>> BEGIN Passage shown

Board Foot Calculator for Lumber: What Is a Board Foot?

A board foot is a volume unit — 12 inches × 12 inches × 1 inch. Once you understand that, pricing lumber and estimating projects gets a lot simpler.

What Is a Board Foot?

A board foot (BF or FBM) is a unit of lumber volume equal to 144 cubic inches — the equivalent of a piece 12 inches wide, 12 inches long, and 1 inch thick.

Board feet are the standard unit for pricing hardwood lumber. Softwood (framing lumber) is typically sold by the linear foot or piece, but hardwood — oak, walnut, maple — is priced per board foot.

One board foot of 4/4 (one-inch thick) oak measures 12×12 inches. The same volume in 8/4 (two-inch) stock is 6×12 inches. Thickness in hardwood is described in quarters of an inch.

The Board Foot Formula

Board feet = (thickness in inches × width in inches × length in inches) ÷ 144. Or if length is in feet: (thickness × width × length in feet) ÷ 12.

Example: a board 1 inch thick, 8 inches wide, and 10 feet long = (1 × 8 × 10) ÷ 12 = 6.67 board feet.

A 2-inch thick board 6 inches wide and 8 feet long = (2 × 6 × 8) ÷ 12 = 8 board feet. The formula is the same regardless of dimensions — just plug in and divide.

Rough vs. Surfaced Lumber

Hardwood is sold rough (rough-sawn, as it came off the mill) or surfaced (planed to a smooth face). Rough lumber is measured at its rough thickness; surfaced lumber is measured at its rough thickness even though the planed thickness is smaller.

>> END Passage shown
>> BEGIN Record extracts

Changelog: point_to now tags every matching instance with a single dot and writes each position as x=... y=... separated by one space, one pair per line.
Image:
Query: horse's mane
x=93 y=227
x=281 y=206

>> END Record extracts

Rewrite the board foot article between "Board feet are" and "feet) ÷ 12.", inclusive, putting "cherry" in place of "walnut".

Board feet are the standard unit for pricing hardwood lumber. Softwood (framing lumber) is typically sold by the linear foot or piece, but hardwood — oak, cherry, maple — is priced per board foot.

One board foot of 4/4 (one-inch thick) oak measures 12×12 inches. The same volume in 8/4 (two-inch) stock is 6×12 inches. Thickness in hardwood is described in quarters of an inch.

The Board Foot Formula

Board feet = (thickness in inches × width in inches × length in inches) ÷ 144. Or if length is in feet: (thickness × width × length in feet) ÷ 12.